Excerpts of location-labeling data

-----

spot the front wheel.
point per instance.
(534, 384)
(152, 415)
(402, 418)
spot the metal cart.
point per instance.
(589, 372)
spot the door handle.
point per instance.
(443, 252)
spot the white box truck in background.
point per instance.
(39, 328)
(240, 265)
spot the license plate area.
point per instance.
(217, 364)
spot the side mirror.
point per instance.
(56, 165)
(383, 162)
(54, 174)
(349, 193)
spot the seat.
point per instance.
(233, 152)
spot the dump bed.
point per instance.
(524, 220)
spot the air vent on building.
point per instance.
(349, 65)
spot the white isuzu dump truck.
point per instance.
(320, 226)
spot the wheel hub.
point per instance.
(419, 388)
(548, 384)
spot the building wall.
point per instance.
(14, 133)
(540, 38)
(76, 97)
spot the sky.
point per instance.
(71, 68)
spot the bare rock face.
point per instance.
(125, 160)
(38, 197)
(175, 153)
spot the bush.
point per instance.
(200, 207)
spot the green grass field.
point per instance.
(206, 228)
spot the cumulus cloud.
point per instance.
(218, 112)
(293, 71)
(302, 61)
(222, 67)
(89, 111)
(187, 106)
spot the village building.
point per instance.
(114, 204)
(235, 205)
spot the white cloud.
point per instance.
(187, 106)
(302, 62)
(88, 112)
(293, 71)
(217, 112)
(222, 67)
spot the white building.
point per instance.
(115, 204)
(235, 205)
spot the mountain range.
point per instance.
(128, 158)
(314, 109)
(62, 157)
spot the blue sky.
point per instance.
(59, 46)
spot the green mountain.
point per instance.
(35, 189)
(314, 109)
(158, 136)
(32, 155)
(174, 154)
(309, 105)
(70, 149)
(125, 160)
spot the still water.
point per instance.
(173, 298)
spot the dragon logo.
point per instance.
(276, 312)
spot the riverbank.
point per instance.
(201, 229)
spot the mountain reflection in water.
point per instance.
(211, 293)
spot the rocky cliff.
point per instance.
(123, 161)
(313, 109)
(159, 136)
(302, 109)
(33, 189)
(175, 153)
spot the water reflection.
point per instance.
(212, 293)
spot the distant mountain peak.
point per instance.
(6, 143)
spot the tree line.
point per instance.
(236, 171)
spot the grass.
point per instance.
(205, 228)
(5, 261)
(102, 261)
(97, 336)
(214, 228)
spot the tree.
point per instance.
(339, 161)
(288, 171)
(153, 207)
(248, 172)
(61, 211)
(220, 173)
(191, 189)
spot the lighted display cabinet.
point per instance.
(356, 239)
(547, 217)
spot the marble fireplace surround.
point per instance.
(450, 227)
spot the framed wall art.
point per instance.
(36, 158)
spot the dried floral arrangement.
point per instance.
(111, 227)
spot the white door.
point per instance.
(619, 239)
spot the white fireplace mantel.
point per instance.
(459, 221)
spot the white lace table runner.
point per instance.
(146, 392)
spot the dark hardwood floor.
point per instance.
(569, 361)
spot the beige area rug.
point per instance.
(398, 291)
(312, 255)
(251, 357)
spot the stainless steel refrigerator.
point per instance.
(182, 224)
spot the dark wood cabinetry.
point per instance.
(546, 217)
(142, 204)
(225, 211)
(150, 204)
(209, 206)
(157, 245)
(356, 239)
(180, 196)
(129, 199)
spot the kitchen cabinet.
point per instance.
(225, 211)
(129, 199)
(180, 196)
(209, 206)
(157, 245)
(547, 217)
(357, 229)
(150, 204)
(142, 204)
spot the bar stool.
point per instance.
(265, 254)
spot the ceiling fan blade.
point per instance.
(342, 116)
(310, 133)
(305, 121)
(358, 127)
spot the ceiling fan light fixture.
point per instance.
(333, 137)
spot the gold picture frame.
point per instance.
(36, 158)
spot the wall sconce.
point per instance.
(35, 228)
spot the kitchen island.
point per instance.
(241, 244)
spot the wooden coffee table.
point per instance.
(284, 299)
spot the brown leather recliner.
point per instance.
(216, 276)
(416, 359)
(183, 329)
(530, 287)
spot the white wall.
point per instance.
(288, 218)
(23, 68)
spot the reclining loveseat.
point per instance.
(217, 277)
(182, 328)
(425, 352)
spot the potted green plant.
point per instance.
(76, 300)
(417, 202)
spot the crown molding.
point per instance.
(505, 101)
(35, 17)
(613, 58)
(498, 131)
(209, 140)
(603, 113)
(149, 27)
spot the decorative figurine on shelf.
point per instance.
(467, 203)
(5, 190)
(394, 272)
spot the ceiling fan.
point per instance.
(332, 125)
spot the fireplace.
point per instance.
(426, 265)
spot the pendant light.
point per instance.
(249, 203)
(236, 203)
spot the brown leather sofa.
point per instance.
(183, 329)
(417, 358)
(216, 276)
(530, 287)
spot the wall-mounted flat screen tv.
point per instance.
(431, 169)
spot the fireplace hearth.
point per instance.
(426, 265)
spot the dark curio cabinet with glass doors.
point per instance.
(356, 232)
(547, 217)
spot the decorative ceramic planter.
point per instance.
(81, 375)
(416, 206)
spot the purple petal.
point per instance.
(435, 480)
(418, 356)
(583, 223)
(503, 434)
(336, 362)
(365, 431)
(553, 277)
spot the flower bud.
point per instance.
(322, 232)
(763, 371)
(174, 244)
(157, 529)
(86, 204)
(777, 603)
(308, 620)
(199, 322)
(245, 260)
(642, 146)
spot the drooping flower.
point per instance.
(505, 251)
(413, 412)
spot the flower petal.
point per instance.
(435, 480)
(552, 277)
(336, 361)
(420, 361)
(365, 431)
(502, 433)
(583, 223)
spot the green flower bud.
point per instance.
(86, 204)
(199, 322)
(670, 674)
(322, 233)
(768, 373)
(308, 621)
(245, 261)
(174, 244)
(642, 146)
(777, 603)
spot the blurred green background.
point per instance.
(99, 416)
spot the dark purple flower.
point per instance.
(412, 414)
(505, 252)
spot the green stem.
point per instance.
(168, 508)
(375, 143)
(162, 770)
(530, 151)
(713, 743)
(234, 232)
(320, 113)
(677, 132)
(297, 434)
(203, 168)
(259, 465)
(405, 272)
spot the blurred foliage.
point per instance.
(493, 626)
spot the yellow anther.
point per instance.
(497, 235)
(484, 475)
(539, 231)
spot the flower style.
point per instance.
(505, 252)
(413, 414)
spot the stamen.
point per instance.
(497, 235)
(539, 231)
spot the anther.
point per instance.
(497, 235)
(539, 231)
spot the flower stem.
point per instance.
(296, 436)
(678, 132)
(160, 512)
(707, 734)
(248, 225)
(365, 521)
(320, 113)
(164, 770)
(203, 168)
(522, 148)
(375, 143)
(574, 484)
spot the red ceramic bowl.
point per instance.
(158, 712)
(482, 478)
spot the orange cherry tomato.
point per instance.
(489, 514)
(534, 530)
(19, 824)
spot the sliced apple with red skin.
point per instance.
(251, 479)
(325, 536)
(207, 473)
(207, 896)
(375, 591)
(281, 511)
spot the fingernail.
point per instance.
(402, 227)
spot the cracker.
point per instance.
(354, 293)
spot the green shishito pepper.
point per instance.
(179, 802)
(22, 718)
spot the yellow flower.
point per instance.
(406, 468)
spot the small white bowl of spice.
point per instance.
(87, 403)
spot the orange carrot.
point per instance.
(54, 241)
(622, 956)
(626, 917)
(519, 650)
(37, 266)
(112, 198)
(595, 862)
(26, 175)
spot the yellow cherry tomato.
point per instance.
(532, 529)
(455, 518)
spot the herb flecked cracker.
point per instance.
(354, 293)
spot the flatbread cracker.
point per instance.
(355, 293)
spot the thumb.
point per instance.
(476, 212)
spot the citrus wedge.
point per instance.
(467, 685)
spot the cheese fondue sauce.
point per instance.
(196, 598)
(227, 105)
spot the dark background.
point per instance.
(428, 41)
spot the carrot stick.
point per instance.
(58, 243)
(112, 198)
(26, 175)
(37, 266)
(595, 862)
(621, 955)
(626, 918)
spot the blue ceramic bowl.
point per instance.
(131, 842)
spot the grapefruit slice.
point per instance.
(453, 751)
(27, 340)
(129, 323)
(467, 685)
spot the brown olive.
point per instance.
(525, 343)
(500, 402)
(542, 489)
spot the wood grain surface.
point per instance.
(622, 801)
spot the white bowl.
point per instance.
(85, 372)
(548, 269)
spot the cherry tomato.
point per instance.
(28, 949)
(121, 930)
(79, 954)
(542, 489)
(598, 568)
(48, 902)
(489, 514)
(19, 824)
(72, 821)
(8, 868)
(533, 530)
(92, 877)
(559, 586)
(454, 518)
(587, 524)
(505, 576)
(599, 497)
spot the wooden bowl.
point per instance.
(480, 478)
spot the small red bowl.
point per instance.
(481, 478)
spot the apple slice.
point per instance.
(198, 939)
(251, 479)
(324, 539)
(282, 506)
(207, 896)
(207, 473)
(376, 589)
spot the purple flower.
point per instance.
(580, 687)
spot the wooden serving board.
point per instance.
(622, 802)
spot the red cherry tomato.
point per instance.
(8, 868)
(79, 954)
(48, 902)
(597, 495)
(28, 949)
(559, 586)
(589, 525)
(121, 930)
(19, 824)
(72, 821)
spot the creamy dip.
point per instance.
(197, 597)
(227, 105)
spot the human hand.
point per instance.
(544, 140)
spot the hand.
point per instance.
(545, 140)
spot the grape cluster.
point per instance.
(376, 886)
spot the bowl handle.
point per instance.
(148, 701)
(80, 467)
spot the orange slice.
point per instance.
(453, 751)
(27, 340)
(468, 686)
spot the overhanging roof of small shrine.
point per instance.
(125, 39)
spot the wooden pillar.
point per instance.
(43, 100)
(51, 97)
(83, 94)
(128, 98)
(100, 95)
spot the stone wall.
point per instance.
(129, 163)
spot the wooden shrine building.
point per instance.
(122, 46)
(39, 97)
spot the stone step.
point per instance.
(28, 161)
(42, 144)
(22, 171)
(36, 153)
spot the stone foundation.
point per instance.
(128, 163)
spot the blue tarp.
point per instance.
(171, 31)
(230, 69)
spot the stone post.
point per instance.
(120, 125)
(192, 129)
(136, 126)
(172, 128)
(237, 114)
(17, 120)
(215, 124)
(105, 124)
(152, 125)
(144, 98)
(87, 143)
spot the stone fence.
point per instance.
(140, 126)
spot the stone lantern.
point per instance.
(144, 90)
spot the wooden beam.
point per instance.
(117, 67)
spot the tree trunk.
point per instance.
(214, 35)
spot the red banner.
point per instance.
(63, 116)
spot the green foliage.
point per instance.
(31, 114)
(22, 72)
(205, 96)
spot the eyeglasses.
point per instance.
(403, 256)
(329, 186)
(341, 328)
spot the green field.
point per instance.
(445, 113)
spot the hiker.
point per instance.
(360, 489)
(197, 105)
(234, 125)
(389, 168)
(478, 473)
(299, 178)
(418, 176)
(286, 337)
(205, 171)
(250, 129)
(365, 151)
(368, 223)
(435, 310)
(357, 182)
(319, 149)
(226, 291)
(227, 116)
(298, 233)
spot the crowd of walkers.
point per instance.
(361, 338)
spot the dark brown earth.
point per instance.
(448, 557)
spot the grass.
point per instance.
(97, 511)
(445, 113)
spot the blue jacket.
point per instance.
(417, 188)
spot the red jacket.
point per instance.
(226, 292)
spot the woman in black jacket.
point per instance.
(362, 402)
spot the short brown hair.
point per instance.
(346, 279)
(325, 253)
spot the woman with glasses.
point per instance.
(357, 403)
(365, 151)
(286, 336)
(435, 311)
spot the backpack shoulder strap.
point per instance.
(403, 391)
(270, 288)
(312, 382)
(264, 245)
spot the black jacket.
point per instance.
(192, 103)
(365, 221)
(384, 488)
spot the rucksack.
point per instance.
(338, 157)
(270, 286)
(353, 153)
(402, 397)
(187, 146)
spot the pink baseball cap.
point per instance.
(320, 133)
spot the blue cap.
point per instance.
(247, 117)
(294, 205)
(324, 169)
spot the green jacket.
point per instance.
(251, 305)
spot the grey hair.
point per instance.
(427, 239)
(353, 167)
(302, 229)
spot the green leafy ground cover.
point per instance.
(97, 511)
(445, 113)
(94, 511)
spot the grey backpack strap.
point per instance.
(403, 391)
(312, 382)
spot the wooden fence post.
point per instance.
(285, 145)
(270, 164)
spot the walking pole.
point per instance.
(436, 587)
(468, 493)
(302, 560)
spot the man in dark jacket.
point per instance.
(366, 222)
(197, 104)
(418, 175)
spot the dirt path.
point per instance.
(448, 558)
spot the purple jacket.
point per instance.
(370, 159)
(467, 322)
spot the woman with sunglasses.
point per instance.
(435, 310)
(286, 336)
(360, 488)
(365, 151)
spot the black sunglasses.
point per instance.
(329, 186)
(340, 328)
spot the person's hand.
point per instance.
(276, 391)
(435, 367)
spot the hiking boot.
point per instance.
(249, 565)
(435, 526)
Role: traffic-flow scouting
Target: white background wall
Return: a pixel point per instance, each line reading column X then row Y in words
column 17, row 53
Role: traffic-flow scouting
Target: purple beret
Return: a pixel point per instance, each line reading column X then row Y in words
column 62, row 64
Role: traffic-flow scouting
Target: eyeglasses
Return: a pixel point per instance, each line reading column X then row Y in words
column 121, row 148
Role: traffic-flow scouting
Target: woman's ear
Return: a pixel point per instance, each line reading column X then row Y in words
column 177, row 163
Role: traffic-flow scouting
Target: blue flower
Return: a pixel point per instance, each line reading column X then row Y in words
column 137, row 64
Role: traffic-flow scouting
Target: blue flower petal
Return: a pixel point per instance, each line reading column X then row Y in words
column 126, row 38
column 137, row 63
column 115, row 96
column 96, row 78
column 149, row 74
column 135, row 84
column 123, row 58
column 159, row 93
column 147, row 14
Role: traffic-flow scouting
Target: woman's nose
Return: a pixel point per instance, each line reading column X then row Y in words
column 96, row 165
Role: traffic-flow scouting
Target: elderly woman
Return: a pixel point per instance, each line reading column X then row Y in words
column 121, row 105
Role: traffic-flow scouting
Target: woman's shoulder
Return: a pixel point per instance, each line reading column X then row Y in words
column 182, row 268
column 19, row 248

-----

• [Brief]
Tally the lines in the items above that contain the string "green", and give only that number.

• [Written reply]
11